Excluding images, repeat the data exactly as given.

┌──

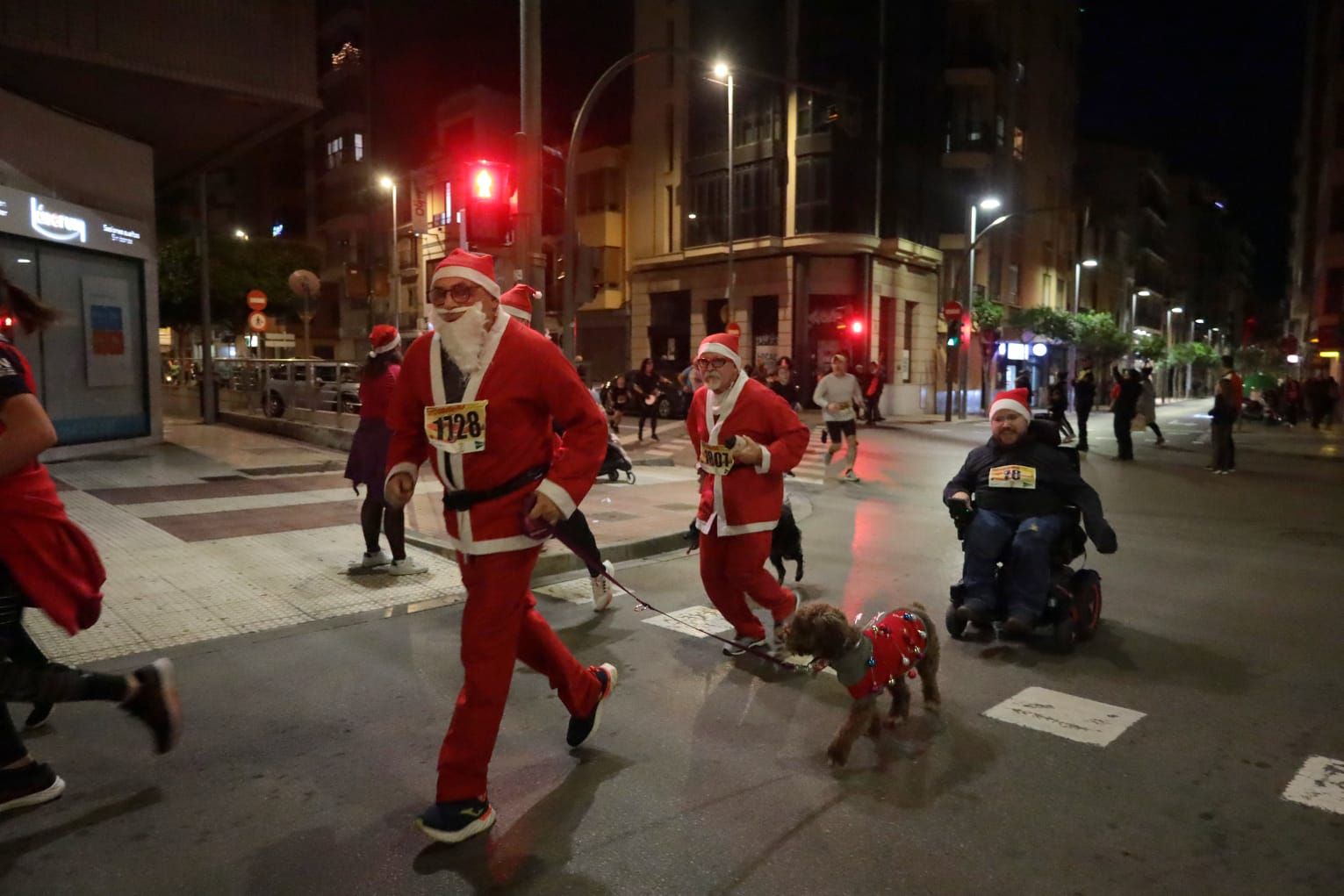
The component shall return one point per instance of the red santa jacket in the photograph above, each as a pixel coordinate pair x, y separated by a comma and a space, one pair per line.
748, 498
51, 559
898, 642
524, 382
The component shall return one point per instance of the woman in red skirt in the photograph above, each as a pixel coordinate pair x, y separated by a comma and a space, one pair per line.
367, 463
47, 562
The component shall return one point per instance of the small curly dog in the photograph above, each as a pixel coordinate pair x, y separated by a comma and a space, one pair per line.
870, 660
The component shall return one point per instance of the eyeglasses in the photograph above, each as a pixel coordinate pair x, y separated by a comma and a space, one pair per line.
458, 293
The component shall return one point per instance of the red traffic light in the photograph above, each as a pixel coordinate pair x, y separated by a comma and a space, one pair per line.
483, 183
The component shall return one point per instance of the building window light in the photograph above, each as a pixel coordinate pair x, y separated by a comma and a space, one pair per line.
347, 55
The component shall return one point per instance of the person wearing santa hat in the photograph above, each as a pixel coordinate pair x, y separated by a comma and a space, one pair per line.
746, 438
48, 563
367, 462
476, 398
1022, 488
574, 528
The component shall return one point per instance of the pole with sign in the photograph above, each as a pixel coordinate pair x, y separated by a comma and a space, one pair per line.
952, 313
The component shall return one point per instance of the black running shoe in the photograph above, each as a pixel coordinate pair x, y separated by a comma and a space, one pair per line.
31, 785
40, 716
584, 727
155, 703
456, 821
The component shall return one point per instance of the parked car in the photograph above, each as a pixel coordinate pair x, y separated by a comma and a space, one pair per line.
288, 386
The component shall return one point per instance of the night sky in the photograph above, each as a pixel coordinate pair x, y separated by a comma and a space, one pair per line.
1215, 88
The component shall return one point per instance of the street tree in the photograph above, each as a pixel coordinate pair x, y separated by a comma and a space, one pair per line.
235, 268
1098, 337
988, 319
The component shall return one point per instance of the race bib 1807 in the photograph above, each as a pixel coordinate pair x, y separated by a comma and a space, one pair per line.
457, 429
1012, 476
716, 460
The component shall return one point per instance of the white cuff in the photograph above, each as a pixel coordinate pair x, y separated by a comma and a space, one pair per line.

└──

## Task solution
The component shall return one point per instance of the red santa jacket in the photograph above, each as a pixel coordinate pair x, y separated by a comma and a space, one pair per line.
748, 498
51, 559
898, 642
524, 382
The component shall return one point per instance of the woman in red skirt in the photograph above, each as a pixel coordinate pair x, y separated by a comma and a space, one pair per line.
367, 463
47, 562
The component shall return one point per instance of the small curly dog in the photograph above, each as a pixel coordinate pair x, y separated by a comma and a space, one pair per line.
870, 660
The component shall return one point per instance of the eyeglasses in the photograph above, each as a pixel coordinate pair x, y separated by a comma and a space, one pair per line.
458, 293
The component shall return one point per instance of the red traffic light in the photograph above, each as a pixel coordinate pair x, y separated by a comma and a space, one pair per line.
483, 183
The component shall return one point per instance of the building window light in the photograph above, each as a pixel coordinate pair x, y separated by a comma and a space, one pair per line.
347, 55
The component shall return one point per instance of the person wearing santa hat in the photograph above, each as a pixel coordinate pair x, y separated by a comma and a space, one pair per line.
746, 438
48, 563
367, 462
476, 398
1022, 488
574, 528
The component shall return one point per instance of the pole with sign in the photograph above, each as a pixel coordinate pair x, y separated by a comma and a space, one pair per line.
952, 313
The component shall return one point per instance of the black running shoe in the photograph above, each as a pixel coordinate pair x, y separated by a comma and a space, one pair per line.
31, 785
40, 716
584, 727
155, 703
456, 821
The component shall return one point per instance of the parked car in the photograph above, each as a pixel coordinate pair x, y separated by a comma and a space, one pair per line.
288, 386
The component shall return one point per instance of the night sky in the photograph above, each as a pixel coordinate pair x, y separated by a comma and a space, one pair per line.
1215, 88
The component shall return one point per instance of the street tree in the photograph above, each as a pixel coordinate pair x, y separated by a comma and a space, one pair per line.
235, 268
1098, 337
988, 319
The component shall return one point per instance of the race bib 1807 in the photograph above, each as a pixel coordinate pair x, y separated by a comma and a space, one pair per line.
457, 429
1012, 476
716, 460
The component shall return one point per instance of the white cuff in the photograph above, each as a pixel coordinate pair x, y separated by a comma and a space, one pair per line.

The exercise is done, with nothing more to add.